EXERCISE TASK: Which lines in the entries below contain the string "wall" with case matching exactly? Copy each of those lines in full.
* BEGIN DATA SECTION *
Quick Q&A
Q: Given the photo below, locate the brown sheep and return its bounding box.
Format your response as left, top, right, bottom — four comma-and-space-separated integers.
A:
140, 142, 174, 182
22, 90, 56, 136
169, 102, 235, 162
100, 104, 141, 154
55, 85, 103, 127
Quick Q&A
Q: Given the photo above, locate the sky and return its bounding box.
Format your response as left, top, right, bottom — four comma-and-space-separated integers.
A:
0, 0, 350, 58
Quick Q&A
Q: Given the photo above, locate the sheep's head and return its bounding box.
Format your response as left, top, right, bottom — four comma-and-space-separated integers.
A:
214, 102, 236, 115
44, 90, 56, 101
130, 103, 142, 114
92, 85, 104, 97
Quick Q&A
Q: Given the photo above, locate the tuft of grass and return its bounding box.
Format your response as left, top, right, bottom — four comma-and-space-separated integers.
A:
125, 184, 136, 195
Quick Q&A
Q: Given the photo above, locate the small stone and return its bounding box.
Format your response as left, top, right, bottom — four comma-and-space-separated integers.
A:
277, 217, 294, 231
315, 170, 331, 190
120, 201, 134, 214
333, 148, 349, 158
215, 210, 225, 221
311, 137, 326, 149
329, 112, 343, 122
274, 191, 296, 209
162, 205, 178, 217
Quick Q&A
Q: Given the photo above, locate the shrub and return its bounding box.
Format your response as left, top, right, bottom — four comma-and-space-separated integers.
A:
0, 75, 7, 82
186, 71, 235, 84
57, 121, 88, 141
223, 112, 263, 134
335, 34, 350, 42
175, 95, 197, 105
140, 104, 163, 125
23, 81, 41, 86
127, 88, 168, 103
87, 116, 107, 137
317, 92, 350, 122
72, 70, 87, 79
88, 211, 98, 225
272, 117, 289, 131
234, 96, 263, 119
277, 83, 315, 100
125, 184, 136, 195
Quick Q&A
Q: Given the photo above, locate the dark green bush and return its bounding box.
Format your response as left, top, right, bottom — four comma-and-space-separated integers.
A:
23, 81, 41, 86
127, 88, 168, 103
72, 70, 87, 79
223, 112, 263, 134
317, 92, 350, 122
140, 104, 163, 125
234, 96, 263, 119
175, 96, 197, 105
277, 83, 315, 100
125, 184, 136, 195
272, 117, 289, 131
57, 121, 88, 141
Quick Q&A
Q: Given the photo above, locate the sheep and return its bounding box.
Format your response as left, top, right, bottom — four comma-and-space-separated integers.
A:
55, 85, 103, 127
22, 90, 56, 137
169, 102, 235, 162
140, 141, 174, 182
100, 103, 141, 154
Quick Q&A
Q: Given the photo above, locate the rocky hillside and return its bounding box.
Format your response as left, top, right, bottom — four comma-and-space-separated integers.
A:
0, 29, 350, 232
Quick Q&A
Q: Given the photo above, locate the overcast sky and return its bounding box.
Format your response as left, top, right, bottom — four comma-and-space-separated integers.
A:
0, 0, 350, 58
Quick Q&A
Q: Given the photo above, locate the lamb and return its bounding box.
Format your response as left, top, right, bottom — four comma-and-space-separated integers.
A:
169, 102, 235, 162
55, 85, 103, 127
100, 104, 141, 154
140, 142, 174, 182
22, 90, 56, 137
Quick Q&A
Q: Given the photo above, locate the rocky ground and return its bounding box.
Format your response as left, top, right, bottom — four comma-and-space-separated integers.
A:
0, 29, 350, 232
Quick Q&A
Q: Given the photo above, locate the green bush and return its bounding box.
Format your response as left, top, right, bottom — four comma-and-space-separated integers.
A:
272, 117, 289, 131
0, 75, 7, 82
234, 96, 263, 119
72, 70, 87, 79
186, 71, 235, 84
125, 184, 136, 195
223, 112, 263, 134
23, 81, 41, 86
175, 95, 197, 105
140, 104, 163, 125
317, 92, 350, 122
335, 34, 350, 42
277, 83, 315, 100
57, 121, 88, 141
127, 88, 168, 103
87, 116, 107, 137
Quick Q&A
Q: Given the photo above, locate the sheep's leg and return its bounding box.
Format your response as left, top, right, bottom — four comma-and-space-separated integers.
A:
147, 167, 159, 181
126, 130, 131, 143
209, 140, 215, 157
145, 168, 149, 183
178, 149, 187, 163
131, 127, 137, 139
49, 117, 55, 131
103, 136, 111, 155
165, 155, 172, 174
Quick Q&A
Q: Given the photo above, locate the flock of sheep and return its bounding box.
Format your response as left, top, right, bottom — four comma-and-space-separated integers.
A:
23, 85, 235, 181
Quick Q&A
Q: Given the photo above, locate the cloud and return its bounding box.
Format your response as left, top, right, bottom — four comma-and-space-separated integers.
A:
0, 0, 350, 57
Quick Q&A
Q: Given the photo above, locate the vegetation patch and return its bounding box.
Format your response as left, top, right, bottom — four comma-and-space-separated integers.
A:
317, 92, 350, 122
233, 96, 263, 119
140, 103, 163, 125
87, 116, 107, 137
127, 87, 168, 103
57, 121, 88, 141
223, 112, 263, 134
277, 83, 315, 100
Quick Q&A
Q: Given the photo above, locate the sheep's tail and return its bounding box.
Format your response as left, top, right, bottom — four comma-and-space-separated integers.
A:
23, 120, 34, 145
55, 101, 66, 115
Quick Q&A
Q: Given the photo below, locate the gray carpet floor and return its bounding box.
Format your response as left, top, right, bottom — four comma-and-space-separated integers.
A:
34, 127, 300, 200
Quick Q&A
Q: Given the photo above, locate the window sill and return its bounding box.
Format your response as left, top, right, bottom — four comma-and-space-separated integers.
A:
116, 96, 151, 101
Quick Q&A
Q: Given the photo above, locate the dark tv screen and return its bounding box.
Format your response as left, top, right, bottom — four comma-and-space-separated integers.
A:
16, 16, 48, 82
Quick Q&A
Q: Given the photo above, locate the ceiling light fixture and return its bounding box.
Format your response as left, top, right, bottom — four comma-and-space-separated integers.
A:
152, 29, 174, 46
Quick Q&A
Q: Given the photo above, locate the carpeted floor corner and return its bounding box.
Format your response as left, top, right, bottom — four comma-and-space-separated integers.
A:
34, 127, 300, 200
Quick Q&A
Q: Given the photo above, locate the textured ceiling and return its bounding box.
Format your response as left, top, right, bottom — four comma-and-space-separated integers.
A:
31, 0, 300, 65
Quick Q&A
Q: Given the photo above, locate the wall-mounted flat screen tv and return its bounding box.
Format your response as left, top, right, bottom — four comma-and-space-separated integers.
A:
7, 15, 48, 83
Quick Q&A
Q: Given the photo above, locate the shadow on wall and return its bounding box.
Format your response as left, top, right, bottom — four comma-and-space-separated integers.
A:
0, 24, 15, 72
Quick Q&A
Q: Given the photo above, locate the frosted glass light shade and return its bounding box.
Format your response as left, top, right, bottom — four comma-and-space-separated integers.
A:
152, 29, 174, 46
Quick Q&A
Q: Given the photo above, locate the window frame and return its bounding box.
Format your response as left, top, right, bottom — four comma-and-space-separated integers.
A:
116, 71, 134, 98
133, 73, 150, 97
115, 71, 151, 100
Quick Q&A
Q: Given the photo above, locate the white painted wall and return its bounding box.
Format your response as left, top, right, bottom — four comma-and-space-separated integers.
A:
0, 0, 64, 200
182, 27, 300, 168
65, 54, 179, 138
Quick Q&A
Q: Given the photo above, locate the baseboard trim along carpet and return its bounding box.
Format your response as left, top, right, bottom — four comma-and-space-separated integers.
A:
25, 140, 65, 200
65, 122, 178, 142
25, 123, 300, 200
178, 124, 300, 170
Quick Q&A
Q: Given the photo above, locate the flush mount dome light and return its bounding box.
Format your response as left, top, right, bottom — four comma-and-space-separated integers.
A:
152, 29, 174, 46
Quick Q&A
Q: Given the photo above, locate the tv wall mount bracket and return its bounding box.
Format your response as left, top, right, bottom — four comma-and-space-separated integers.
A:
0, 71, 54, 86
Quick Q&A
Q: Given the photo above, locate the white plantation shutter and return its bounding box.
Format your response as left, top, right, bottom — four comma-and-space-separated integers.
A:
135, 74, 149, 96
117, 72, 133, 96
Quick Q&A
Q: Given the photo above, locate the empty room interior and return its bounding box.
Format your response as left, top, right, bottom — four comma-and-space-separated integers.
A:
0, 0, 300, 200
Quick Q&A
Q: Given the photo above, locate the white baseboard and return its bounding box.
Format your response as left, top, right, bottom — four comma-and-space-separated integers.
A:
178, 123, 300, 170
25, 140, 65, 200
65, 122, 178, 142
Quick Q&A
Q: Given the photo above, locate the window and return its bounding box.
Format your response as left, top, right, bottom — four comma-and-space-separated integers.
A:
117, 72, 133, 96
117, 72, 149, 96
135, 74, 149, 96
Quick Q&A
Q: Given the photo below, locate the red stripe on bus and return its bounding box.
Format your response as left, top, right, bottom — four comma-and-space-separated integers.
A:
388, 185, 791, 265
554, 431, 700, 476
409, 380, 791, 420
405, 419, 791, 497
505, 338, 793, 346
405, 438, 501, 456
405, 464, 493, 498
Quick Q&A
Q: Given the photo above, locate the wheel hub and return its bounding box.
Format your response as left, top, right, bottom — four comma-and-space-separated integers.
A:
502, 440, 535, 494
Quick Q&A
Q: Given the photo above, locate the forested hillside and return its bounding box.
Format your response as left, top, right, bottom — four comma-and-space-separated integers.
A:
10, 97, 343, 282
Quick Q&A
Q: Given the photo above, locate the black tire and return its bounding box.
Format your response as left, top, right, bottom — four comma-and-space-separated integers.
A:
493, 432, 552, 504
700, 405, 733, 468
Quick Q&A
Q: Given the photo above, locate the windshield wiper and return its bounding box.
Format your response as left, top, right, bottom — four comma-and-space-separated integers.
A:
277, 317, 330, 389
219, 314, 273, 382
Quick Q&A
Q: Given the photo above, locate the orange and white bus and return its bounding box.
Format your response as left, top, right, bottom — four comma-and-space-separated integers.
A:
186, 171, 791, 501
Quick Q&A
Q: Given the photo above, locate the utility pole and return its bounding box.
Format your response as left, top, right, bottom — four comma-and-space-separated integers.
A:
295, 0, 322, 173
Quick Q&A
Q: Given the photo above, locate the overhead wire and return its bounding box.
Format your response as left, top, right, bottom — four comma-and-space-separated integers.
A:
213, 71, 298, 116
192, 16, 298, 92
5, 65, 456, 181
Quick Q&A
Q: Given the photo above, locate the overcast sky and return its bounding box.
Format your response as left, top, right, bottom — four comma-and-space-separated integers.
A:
* END DATA SECTION *
RESPONSE TO THE TASK:
Q: Given the photo above, locate the wall-mounted flat screen tv and return its bounding box.
Q: Given the photo above, locate the shadow on wall and return its bounding box.
Q: Given the photo above, locate the white painted wall and return its bounding box.
Q: Given the photo above, locate the tv wall mount bracket and return its bounding box.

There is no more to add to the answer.